Object pointing dataset rows
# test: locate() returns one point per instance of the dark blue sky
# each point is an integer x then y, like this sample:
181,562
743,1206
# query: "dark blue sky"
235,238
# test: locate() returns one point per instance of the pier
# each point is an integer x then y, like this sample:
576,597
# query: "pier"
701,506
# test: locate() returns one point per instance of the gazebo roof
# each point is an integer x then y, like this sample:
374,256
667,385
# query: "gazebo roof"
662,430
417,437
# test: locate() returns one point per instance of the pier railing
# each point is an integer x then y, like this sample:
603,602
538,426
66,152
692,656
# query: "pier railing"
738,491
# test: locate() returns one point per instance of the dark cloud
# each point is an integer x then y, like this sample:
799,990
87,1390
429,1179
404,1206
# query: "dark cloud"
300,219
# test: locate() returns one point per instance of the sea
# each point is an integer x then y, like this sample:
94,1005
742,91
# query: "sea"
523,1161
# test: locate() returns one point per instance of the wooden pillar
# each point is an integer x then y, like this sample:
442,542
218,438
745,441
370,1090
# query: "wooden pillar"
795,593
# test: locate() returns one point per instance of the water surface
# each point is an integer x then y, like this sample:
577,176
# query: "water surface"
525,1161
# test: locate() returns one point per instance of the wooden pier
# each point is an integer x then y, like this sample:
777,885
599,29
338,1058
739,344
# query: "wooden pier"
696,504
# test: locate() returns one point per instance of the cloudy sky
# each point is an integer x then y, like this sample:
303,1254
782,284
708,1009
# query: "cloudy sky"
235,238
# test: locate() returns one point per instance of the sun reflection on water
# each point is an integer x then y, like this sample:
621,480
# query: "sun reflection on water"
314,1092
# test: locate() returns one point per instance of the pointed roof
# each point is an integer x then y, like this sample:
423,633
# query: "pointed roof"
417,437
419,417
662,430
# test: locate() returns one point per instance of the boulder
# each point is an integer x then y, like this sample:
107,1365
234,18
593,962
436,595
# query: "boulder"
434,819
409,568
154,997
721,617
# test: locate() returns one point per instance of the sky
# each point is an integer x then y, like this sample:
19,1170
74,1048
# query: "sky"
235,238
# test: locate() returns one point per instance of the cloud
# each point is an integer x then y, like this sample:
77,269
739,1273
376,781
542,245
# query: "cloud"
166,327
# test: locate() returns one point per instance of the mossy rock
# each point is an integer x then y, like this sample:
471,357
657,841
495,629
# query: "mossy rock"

* STATED GOAL
Take the lines above from the one holding "# test: locate() returns one point per instance of the boulder" to the last and output them exactly.

* ANSWER
# test: locate() returns one point per instance of the boulder
# each point is an integer x then y, like this sample:
107,1365
234,18
593,962
436,595
# query: "boulder"
434,819
409,568
154,997
721,617
# test: locate() returns one point per instance of the sky
# each point is an integer x then y, like this sample:
19,1170
74,1048
# query: "sky"
235,238
# test: locate() returns one point per instance of the cloud
# each point is an integer x then y, like this sample:
77,269
739,1273
376,781
542,245
# query: "cloud"
166,327
# test: locate() returns one point per instance of the mossy rock
# each point is an integer x then y, like this sample:
471,357
657,841
495,629
# query: "mossy rock"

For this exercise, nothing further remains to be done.